Backpropagation for Multilayer Perceptrons
Chris Tralie
Click here to view the companion module for these notes
Table of Contents
In homework 5, you implemented gradient descent to perform logistic regression. This can be thought of as learning a neural network with a single neuron ("the perceptron"), but the best we can do in this case is to learn a separating hyperplane. As we discussed in class, though, when we put a bunch of neurons together, we can learn arbitrarily complicated functions. So now we're going to take gradient descent to the next level to learn how to solve arbitrary fully connected feed forward networks, also known as multilayer perceptrons (MLPs), by using an algorithm called backpropagation as a subroutine. Actually, as you will see, this is just a fancy name for the chain rule of calculus, specialized to neural networks.
At this point, we could just turn to one of the myriad libraries out there like pytorch to optimize neural network models for us, but I want you to see if we use the right definitions, then creating a vanilla neural network solver really isn't that much code in numpy. It's also important that know how everything works under the hood when you run pytorch (see this Medium article by Andrej Karpathy on why it's important to understand these details). You will implement the algorithms I describe below in homework 6.

* [EXCERPTED DATA]:
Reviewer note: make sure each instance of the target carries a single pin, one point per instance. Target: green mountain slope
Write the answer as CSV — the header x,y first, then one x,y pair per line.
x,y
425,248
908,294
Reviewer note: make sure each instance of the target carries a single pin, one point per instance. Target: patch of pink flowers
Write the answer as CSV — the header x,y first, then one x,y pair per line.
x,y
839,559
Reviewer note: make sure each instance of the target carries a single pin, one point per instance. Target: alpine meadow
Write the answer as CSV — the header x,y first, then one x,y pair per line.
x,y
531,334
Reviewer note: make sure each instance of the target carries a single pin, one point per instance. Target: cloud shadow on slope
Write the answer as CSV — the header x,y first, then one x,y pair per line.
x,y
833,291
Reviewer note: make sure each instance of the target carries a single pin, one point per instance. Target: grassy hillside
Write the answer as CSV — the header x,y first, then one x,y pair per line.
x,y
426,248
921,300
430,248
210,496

* [THE EXERCISE]:
List every method, algorithm, or rule of calculus that the backpropagation notes name. Use nothing but the backpropagation notes to answer.

* [RESPONSE TO THIS EXERCISE]:
- Gradient descent
- Logistic regression
- Backpropagation
- The chain rule of calculus